Part of what worries me about the concept of ‘White privilege’ is that privilege is something usually said of rich minority groups, who haven’t worked for their position, such as the aristocracy. Or the half of the British business elite that has inherited the ownership of their companies, rather than having worked their way up. It also recalls the legal privileges that accompanied the European class system, particularly under feudalism, and the legal restriction placed on Blacks in Jim Crow America and in the White-ruled colonies, like Rhodesia, Malawi and South Africa, until the beginning of Black majority rule. For example, until the establishment of democracy in the 1920s in Britain, women were barred from voting and there was a property qualification on the franchise, so that the majority of working class men did not have the vote either. I also believe that there was a property qualification on serving on juries, which was only abolished by Woy, sorry, Roy Jenkins in his socially liberal reforms of the 1960s. Much of the ire directed at Jenkins from the right comes from his decriminalisation of homosexuality and his relaxation of the divorce laws. One splenetic right-winger- from the Daily Heil perhaps? – once described him as a destroyer of British society comparable to Stalin or some other totalitarian monster. Really? Just Jenkins on his own? With his ‘good claret expression’, to use the words of caricaturist Gerald Scarfe. The last time I looked, Britain’s buildings were all standing rather than reduced to rubble by the rampaging hordes, and Jenkins and the Labour party following him had sent a precise number of zero people to concentration camps or re-education centres. But a certain type of high Tory does want all this back. The Financial Times reviewed one such book, which looked forward to the return of the property qualification for juries so they would protect property rights, and the restoration of the old order before anti-discrimination legislation.

PROBLEMS TO WORK ON:
1. Name every White-ruled colony that the passage on "White privilege" lists.
2. In the passage on "White privilege," whose words describe Roy Jenkins as having a "good claret expression"?
3. Write a continuation of the passage on "White privilege" that picks up after its final sentence.

LISTED ENTRIES:
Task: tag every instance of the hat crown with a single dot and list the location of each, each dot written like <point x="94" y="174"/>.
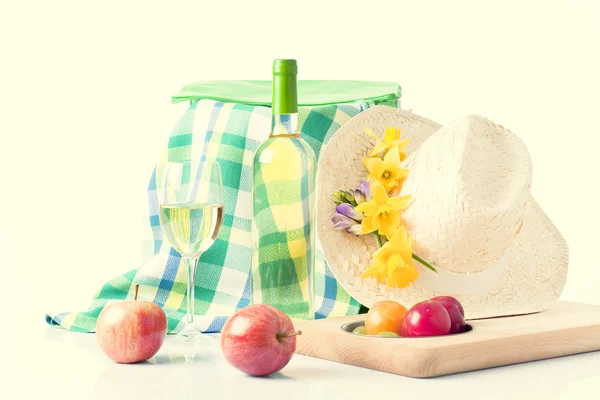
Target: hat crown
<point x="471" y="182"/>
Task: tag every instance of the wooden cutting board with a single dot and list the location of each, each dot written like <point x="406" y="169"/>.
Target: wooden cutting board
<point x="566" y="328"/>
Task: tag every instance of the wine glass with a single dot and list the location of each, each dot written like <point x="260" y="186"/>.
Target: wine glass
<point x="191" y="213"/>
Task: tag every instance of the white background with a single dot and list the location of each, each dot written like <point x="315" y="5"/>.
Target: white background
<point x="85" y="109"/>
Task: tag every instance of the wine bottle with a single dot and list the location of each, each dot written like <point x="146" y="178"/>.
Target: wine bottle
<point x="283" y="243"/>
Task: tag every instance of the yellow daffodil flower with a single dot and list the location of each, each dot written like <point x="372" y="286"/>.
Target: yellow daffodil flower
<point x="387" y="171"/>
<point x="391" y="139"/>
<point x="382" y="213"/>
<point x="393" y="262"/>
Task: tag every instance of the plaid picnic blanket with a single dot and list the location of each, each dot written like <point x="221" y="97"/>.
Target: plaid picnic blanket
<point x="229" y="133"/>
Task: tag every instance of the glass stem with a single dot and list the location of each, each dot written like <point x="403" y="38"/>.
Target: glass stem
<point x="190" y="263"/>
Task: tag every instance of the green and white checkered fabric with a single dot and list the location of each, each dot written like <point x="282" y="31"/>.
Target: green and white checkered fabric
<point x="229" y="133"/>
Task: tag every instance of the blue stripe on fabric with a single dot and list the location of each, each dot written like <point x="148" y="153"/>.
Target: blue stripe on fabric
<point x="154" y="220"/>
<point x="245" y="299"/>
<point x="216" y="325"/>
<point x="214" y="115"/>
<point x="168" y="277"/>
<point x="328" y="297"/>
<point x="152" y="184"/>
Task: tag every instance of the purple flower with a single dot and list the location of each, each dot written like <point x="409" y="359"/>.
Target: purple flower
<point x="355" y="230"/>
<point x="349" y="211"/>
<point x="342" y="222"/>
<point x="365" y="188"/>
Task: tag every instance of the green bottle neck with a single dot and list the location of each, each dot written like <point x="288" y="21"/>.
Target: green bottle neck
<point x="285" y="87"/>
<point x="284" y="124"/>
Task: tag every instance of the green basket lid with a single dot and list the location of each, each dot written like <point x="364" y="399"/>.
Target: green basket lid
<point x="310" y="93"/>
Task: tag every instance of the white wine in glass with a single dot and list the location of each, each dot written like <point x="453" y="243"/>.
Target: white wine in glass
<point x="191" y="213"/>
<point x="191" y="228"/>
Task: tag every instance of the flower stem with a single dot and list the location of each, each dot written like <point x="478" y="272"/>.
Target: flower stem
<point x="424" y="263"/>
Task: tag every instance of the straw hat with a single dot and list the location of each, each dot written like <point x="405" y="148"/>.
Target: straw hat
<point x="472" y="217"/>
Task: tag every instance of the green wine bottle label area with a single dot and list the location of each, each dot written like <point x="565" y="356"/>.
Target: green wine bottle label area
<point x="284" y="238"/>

==

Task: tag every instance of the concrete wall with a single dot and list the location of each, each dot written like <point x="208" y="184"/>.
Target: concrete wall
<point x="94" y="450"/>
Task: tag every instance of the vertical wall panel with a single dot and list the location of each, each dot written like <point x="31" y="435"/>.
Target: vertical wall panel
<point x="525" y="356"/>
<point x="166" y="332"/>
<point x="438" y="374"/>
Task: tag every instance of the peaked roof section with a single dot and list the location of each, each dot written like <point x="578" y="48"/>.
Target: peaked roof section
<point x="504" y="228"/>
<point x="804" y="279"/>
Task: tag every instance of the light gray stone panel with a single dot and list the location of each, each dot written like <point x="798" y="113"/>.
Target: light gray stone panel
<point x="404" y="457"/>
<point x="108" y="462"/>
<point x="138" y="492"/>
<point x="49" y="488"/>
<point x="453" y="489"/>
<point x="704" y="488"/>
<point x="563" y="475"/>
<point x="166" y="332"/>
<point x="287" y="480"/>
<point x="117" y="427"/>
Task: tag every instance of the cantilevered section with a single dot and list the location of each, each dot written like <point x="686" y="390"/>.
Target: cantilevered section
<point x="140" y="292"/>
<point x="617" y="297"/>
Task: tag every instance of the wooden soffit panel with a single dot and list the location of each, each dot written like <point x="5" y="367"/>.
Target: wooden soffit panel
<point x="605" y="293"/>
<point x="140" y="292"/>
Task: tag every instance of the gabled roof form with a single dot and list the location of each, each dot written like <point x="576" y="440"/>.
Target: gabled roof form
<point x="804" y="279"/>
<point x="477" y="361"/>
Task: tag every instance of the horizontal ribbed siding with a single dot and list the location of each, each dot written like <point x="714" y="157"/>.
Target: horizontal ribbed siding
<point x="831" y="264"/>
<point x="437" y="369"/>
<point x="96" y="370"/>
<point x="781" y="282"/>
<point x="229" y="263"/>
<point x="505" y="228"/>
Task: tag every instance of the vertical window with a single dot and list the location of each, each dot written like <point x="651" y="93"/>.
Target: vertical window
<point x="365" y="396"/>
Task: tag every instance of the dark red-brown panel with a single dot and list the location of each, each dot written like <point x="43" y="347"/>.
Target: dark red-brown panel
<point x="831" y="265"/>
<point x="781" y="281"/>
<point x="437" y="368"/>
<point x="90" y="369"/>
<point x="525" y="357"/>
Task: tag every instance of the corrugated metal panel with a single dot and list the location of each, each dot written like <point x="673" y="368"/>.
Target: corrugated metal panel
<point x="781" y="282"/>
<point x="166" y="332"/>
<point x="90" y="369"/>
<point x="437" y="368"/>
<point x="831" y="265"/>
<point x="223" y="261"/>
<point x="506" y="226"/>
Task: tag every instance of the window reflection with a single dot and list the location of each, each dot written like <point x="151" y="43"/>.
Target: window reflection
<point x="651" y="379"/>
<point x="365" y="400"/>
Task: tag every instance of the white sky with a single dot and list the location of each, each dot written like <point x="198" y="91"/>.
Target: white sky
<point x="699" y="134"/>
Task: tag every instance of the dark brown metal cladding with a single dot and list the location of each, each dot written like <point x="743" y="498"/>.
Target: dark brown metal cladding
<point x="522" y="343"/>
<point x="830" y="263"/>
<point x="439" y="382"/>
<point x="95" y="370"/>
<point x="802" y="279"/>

OUTPUTS BY TASK:
1. Rhodesia, Malawi, South Africa

2. Those words come from the caricaturist Gerald Scarfe.

3.
In fact there are very strong arguments against White privilege. For a start, east Asian such as the Chinese and Japanese, perform much better educationally and economically than Whites in America and Britain. In Britain the proportion of Asians in management positions, for example, is identical to Whites. In America, they earn more and occupy superior jobs. And while Blacks are sacked before Whites, Whites are sacked before east Asians. This isn’t because east Asians are superior in IQ. It’s because they seem to work harder and have a particular set of cultural skills that allow them to succeed. And in many instances, they earned their position through very hard work against prejudice and discrimination. One social study found that the Japanese in Canada were the most ‘privileged’ ethnic group. But Japanese Canadians had had a long struggle against punitive discrimination which was worse than that experienced by people of Japanese descent in the US. And immigrants to the US from the British Caribbean earn more on average not just to native Black Americans, but also to Whites. For Black conservatives like Thomas Sowell, Blacks are held back not by racial discrimination in the wider society, though he doesn’t deny this exists, but because the majority Black culture hasn’t acquired the necessary social and economic skills to uplift themselves And he is fiercely critical of multiculturalism because he believes it isolates and ossifies different ethnic groups into separate enclaves and cultural preserves, thus preventing from learning from and acquiring the skills of other, more successful groups. As for White privilege, it is hard to see what privilege a homeless White man possesses compared to tenured and respected Black academics and radicals like Crenshaw.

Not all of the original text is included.